▸ SOURCE EXTRACT:
■ ■ ■ ■
From: javi.merino@arm.com (Javi Merino)
To: linux-arm-kernel@lists.infradead.org
Subject: [PATCH] ARM: pl330: Fix a race condition
Date: Tue, 20 Sep 2011 14:36:24 +0100 [thread overview]
Message-ID: <4E7896D8.5090606@arm.com> (raw)
In-Reply-To: <CABb+yY0BGHSMA08uDMNkdSehFkQ_9afzzbkdpPkD0cz3owVWBQ@mail.gmail.com>
On 19/09/11 19:07, Jassi Brar wrote:
> On Mon, Sep 19, 2011 at 10:41 PM, Javi Merino <javi.merino@arm.com> wrote:
>> If two requests have been submitted and one of them is running, if you
>> call pl330_chan_ctrl(ch_id, PL330_OP_START), there's a window of time
>> between the spin_lock_irqsave() and the _state() check in which the
>> running transaction may finish. In that case, we don't receive the
>> interrupt (because they are disabled), but _start() sees that the DMA
>> is stopped, so it starts it. The problem is that it sends the
>> transaction that has just finished again, because pl330_update()
■ ■ ■ ■
▸ EXERCISE TASKS:
A. Reproduce a passage of the patch email word for word, beginning at the words that have "To: linux-arm-kernel@lists.infradead.org" and stopping after "Message-ID: <4E7896D8.5090606@arm.com> (raw)".
B. List every function name in the patch email that is written with parentheses.
The data after this point play no part in the work.

▸ DATA EXTRACT:
■ ■ ■ ■
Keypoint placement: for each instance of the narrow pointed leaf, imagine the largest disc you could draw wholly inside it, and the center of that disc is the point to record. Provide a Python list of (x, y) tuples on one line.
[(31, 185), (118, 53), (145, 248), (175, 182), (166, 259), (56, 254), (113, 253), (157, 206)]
■ ■ ■ ■
▸ SOLUTIONS TO EACH TASK:
A.
To: linux-arm-kernel@lists.infradead.org
Subject: [PATCH] ARM: pl330: Fix a race condition
Date: Tue, 20 Sep 2011 14:36:24 +0100 [thread overview]
Message-ID: <4E7896D8.5090606@arm.com> (raw)

B. pl330_chan_ctrl, spin_lock_irqsave, _state, _start, pl330_update